- **WORK TO COMPLETE**
Could you reproduce the data from the line containing "woman's sunglasses, the" through the end, keeping all wording intact but scaling each answer coordinate by 0.25 and rounding it to a whole number, with halves rounded up? Return only those lines.

- **DATASET EXTRACT**
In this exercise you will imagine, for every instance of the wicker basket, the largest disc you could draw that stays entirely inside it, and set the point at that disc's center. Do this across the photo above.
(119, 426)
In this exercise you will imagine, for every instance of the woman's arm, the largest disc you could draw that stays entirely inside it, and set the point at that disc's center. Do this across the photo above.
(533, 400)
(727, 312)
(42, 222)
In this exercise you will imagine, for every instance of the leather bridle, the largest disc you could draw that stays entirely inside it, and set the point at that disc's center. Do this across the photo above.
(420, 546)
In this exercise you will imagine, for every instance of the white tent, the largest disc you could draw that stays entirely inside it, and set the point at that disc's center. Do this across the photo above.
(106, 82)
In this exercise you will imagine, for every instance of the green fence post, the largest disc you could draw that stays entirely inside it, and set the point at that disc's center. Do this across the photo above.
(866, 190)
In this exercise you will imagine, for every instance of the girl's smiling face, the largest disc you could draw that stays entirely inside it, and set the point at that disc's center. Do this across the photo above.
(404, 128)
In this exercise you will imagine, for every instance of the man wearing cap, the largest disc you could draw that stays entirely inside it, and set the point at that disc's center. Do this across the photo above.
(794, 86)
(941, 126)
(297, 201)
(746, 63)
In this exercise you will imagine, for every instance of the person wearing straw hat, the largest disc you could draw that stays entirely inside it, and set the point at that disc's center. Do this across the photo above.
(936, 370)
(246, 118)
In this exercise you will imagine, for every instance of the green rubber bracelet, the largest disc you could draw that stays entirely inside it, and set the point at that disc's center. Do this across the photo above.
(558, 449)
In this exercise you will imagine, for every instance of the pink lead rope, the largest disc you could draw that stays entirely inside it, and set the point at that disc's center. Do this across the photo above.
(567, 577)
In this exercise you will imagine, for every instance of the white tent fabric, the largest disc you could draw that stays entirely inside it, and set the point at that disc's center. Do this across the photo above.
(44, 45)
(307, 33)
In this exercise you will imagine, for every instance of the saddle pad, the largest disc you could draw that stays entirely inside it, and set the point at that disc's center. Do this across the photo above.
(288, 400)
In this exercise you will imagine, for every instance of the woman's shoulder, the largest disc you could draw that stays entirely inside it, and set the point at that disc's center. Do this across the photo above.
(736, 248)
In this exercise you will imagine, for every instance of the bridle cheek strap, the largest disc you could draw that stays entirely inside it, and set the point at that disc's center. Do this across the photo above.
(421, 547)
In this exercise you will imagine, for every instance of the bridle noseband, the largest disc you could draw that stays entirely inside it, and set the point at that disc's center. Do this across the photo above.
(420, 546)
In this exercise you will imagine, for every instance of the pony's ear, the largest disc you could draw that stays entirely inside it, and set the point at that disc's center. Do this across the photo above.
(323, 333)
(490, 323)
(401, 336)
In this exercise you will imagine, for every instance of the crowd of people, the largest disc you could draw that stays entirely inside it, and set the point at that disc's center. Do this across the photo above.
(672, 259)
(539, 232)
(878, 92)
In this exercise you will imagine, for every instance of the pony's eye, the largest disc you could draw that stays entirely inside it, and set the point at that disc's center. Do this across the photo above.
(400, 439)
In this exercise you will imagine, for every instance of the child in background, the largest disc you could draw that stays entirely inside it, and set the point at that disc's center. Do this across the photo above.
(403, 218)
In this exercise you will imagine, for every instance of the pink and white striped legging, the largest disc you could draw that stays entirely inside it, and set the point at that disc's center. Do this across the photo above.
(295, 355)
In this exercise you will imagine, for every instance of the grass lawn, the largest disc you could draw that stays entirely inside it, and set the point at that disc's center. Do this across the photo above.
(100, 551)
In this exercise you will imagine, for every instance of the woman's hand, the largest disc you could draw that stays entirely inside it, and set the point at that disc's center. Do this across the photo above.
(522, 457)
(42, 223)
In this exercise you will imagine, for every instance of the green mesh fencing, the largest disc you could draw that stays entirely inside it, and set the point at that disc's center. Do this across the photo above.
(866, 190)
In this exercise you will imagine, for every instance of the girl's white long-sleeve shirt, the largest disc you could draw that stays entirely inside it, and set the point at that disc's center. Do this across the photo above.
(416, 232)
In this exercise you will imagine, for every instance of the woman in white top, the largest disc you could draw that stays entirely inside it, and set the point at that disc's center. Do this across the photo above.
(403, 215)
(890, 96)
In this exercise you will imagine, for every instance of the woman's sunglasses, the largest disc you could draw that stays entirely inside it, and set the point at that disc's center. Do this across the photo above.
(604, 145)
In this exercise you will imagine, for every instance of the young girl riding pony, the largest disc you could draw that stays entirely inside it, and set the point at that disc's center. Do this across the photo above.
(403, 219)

- **FINAL RESULT**
In this exercise you will imagine, for every instance of the woman's sunglasses, the largest disc you could draw that stays entirely inside it, and set the point at that disc's center. Do this across the photo above.
(151, 36)
In this exercise you will imagine, for every instance of the young girl riding pony, the largest disc you could draw that stays entirely inside it, and set the point at that disc's center. Do this across the photo above.
(101, 55)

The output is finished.